_SELECTED EXTRACT_
Brad: I think one of the things I've just really appreciated about your work is your ability to kind of forecast various scenarios—what does it look like if this happens? What does it look like if that happens? And you had a thread from back in January that really, I think for me, was very clarifying about the fact that no matter what happens here, 2024 is going to be a decisive year for this country, regardless of the outcomes of the elections and so on. So I want to just kind of play those out and see how you see them, given recent events, given these decisions that have come down, given the fact that the Supreme Court will hear the Trump case.
So let's say that Trump wins. You spend the least amount of time, I think, in the thread on this scenario, but you've already talked about it here for a couple minutes. But you know, when we're at New Year's Eve, December 31, 2024—what are we looking forward to in terms of two weeks, three weeks later, Trump being inaugurated, and the very first months of Trump 2.0?

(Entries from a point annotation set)
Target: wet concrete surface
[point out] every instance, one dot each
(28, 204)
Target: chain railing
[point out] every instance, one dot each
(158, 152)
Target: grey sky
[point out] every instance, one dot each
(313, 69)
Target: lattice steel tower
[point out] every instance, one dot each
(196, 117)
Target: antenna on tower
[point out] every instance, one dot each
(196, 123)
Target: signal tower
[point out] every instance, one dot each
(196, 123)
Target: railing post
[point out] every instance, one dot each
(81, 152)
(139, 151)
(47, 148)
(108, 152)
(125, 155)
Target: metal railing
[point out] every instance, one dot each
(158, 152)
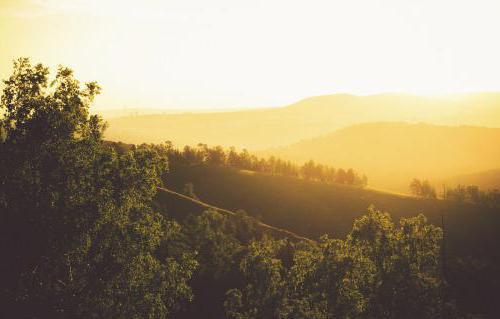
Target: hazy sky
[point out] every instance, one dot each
(229, 53)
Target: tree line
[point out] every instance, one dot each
(217, 155)
(82, 235)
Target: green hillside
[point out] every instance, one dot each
(392, 153)
(312, 209)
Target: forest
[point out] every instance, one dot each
(84, 235)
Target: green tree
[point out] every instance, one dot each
(77, 230)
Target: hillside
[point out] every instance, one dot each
(312, 209)
(489, 179)
(272, 127)
(391, 154)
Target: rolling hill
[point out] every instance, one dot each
(391, 154)
(311, 209)
(272, 127)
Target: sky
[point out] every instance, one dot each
(235, 53)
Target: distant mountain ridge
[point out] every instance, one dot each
(393, 153)
(258, 129)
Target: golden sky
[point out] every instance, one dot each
(233, 53)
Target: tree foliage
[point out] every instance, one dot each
(78, 233)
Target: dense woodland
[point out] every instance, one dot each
(82, 235)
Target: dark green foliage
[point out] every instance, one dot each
(378, 271)
(83, 233)
(78, 235)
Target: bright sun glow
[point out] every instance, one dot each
(229, 53)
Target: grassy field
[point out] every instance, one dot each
(312, 209)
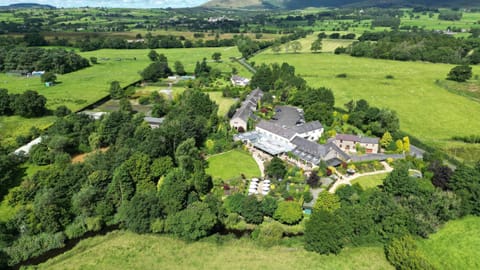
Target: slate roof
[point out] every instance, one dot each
(355, 138)
(276, 129)
(314, 152)
(249, 105)
(307, 127)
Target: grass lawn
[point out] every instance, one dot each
(370, 181)
(455, 246)
(425, 109)
(223, 103)
(126, 250)
(232, 164)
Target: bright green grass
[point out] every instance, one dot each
(125, 250)
(426, 110)
(370, 181)
(232, 164)
(81, 88)
(455, 246)
(223, 103)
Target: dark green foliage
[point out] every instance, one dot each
(460, 73)
(288, 212)
(319, 235)
(62, 111)
(269, 205)
(404, 255)
(173, 191)
(195, 222)
(140, 212)
(465, 183)
(252, 210)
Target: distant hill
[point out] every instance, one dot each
(27, 6)
(297, 4)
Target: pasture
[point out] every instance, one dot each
(455, 246)
(425, 109)
(126, 250)
(232, 164)
(370, 181)
(81, 88)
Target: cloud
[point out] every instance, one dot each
(113, 3)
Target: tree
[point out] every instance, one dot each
(116, 91)
(296, 46)
(288, 212)
(319, 236)
(140, 212)
(386, 139)
(29, 104)
(404, 255)
(93, 60)
(406, 144)
(4, 102)
(252, 210)
(316, 46)
(326, 201)
(460, 73)
(276, 168)
(179, 68)
(48, 77)
(193, 223)
(153, 55)
(216, 56)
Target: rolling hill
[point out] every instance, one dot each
(298, 4)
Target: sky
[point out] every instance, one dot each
(112, 3)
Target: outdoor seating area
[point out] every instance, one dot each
(259, 187)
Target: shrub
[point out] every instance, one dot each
(403, 254)
(288, 212)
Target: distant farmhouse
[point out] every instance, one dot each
(349, 143)
(239, 81)
(249, 106)
(288, 136)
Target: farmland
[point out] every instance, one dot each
(79, 89)
(232, 164)
(455, 246)
(425, 109)
(125, 250)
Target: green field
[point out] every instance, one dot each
(370, 181)
(223, 103)
(232, 164)
(425, 109)
(125, 250)
(81, 88)
(455, 246)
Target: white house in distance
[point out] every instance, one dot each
(240, 118)
(348, 142)
(239, 81)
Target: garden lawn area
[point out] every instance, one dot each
(370, 181)
(126, 250)
(455, 246)
(426, 110)
(232, 164)
(223, 103)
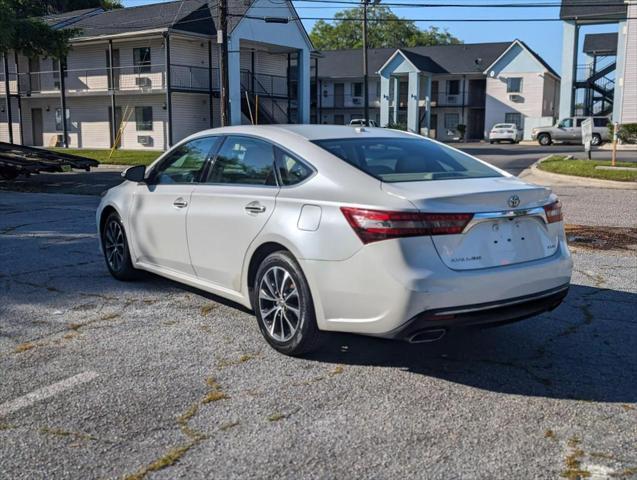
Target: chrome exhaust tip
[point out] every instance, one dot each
(426, 336)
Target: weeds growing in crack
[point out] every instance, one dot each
(194, 437)
(65, 433)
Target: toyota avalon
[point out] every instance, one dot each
(323, 228)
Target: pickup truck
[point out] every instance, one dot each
(569, 130)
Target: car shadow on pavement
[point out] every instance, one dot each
(583, 350)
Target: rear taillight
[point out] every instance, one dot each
(553, 212)
(374, 225)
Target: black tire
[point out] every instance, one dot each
(305, 336)
(596, 140)
(544, 139)
(118, 263)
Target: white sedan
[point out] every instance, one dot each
(505, 132)
(324, 228)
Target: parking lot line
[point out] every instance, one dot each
(45, 392)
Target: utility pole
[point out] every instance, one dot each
(222, 39)
(365, 76)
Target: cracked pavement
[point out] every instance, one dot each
(183, 385)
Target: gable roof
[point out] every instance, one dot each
(524, 46)
(67, 18)
(601, 43)
(457, 58)
(187, 15)
(588, 10)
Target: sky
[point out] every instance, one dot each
(545, 37)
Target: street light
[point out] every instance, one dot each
(365, 76)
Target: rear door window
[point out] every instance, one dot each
(406, 159)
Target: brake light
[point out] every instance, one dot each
(553, 212)
(374, 225)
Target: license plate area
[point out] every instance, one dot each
(497, 242)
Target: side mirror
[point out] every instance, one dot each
(135, 173)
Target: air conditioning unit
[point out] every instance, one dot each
(145, 140)
(143, 82)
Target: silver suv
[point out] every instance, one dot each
(570, 130)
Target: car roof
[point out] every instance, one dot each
(308, 132)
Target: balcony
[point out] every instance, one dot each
(127, 79)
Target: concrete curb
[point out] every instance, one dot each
(534, 175)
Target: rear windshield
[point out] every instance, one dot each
(406, 159)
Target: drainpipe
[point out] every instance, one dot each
(210, 92)
(19, 97)
(65, 131)
(7, 90)
(169, 107)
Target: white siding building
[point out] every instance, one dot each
(164, 81)
(476, 85)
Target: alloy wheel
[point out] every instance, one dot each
(114, 245)
(279, 304)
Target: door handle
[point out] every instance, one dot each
(180, 203)
(254, 207)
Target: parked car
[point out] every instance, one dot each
(361, 122)
(569, 130)
(508, 132)
(327, 228)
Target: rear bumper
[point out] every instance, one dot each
(386, 285)
(482, 314)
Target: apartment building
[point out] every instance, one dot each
(434, 89)
(145, 77)
(601, 77)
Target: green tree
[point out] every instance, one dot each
(346, 31)
(22, 30)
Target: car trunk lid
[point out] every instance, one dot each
(508, 225)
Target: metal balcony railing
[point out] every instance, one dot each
(132, 78)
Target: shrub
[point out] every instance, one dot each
(626, 133)
(397, 126)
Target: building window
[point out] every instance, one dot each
(513, 118)
(451, 121)
(514, 85)
(58, 119)
(55, 65)
(141, 59)
(144, 119)
(453, 87)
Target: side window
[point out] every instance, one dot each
(291, 169)
(244, 161)
(185, 163)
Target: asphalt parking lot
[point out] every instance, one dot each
(102, 379)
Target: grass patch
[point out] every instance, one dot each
(118, 157)
(23, 347)
(586, 168)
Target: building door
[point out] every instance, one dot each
(339, 95)
(36, 127)
(34, 76)
(116, 69)
(118, 125)
(475, 129)
(434, 125)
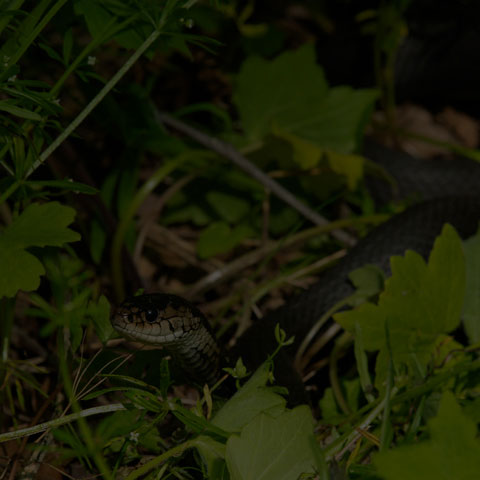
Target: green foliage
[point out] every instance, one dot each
(420, 303)
(37, 226)
(452, 449)
(273, 448)
(315, 119)
(293, 127)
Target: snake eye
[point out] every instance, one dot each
(151, 315)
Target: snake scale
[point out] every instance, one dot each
(449, 192)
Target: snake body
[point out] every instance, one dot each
(450, 192)
(170, 321)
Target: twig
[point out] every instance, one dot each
(60, 421)
(228, 151)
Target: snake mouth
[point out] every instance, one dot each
(151, 334)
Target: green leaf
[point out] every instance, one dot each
(230, 208)
(213, 453)
(420, 302)
(262, 98)
(273, 448)
(38, 226)
(301, 108)
(218, 237)
(452, 451)
(253, 398)
(471, 307)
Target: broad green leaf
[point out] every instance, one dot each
(262, 98)
(452, 451)
(301, 108)
(38, 226)
(253, 398)
(213, 454)
(471, 307)
(273, 448)
(20, 271)
(419, 303)
(305, 153)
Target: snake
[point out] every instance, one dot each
(445, 191)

_REQUESTS_
A. Output the passage of the interview excerpt that begins at the words "Brad: I think" and stops after "the Trump case.".
B. Answer these questions using the interview excerpt:
(i) Which court will hear the Trump case?
(ii) In what month was the thread mentioned in the interview posted?
(iii) What date is given for New Year's Eve?
C. Take the interview excerpt further, picking up right after its last sentence.
The records have no connection to the interview excerpt.

_TASK-BY-TASK RESULTS_
A.
Brad: I think one of the things I've just really appreciated about your work is your ability to kind of forecast various scenarios—what does it look like if this happens? What does it look like if that happens? And you had a thread from back in January that really, I think for me, was very clarifying about the fact that no matter what happens here, 2024 is going to be a decisive year for this country, regardless of the outcomes of the elections and so on. So I want to just kind of play those out and see how you see them, given recent events, given these decisions that have come down, given the fact that the Supreme Court will hear the Trump case.

B.
(i) The Supreme Court.
(ii) January.
(iii) December 31, 2024.

C.
Bryn: So what we're going to see on December 31 is we're going to see his cabinet taking shape, and we're going to realize these are a cabinet full of Christian nationalists. These are people who have no interest in democracy or taking care of any people but their own. This is going to be a nation that is going to be running according to the Mandate for Leadership by Project 2025.
We're going to start having a pretty good idea which people are going to be getting replaced within the federal government. We're going to see people within the administration, the people who are prospective appointees, starting to talk about what their plans are, and they're not going to really care to hide it very much. So now, they're still trying to hide just how horrible they are—with like, "Oh no, we support IVF, but we also support fetal personhood." Really? It's definitely compatible. See, I'm not a monster, really. But they're going to be a lot more forthright.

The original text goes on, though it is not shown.